## Quoted passage
========================================================================
Friday, September 23, 2005

The Legacy of an Alcoholic

I got a call the other night from someone that I didn't recognize on my caller ID. For some reason I picked up the phone anyway. It was the sister of an old friend (Missy) who died in 1998. We had a nice chat. I told her I think of Missy often and I told her how much Missy helped me. She paused and told me how much she appreciated me saying that because she feels like she can't even talk about her dead sister. People don't understand how she can mourn her own sister because Missy was such a mess.

She was afflicted with this terrible disease - alcoholism. When I was in my first couple of months of sobriety and felt that I needed to leave my husband, Missy took me and my children in. She let us live at her townhouse with her. I thought she was sober when she did that. Missy was not sober. She was far, far, far from sober. But she was able to share with me some of the mistakes she had made when she WAS sober. I have always remembered them. Her story has really stuck with me... she had stayed sober for 11 months and 3 weeks. She decided in her last week before her 1st anniversary that she wouldn't call anyone in AA just to see if they would call her. Well, they didn't call her, she got mad, she got drunk... she never got sober again... and she died a miserable death.
========================================================================
Dataset entries

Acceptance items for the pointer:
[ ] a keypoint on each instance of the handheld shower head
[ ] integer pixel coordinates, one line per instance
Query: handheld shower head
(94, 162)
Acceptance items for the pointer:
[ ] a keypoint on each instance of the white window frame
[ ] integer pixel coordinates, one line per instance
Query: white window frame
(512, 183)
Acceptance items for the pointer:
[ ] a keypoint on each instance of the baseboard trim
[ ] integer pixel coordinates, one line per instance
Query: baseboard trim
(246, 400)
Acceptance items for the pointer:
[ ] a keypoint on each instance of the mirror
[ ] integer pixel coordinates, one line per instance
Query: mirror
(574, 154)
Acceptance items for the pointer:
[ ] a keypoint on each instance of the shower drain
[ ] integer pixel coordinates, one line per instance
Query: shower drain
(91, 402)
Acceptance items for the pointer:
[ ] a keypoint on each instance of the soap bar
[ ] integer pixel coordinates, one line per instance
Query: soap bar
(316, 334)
========================================================================
## Activities
**A.** Rewrite the passage of the blog post on an alcoholic's legacy that begins at the words "Friday, September 23, 2005" and stops after "such a mess.", replacing "caller ID" with "phone screen".
**B.** Write the next part of the blog post on an alcoholic's legacy, picking up after its last sentence.

## Results of the tasks
**A.**
Friday, September 23, 2005

The Legacy of an Alcoholic

I got a call the other night from someone that I didn't recognize on my phone screen. For some reason I picked up the phone anyway. It was the sister of an old friend (Missy) who died in 1998. We had a nice chat. I told her I think of Missy often and I told her how much Missy helped me. She paused and told me how much she appreciated me saying that because she feels like she can't even talk about her dead sister. People don't understand how she can mourn her own sister because Missy was such a mess.

**B.**
So, back to the present - I was able to tell her sister that Missy had helped me a lot, and that meant a lot to her sister. She called me back the next day to tell me that she had called her mother (Missy's mother) to tell her that she talked to me and I said that Missy had helped me. It seems that meant a lot to her mother too because no one has anything nice to say about Missy. I am just so blown away by the waste of a life that was so full of promise. She had everything at one time. She was intelligent, she was very attractive, she was funny as hell, she was kind-hearted. And yet, she left nothing but heartbreak for those who loved her. I can't even imagine what it must feel like to be her mother or sister and not even be able to talk about her because people don't understand how you can miss someone who was such a mess! I am glad I could at least tell them that Missy helped me. That is certainly not a big deal.

And from Missy's experience, I learned where self-defeating behaviors will get you - like trying to see if people will really call you. I have never "tested" the love of Alcoholics Anonymous. I don't want to mess with something that is so beautiful. I just try to see that my love is going outward and not check to see what is coming inward. And you know, there has never been a shortage of what love has come to me. I am so blessed.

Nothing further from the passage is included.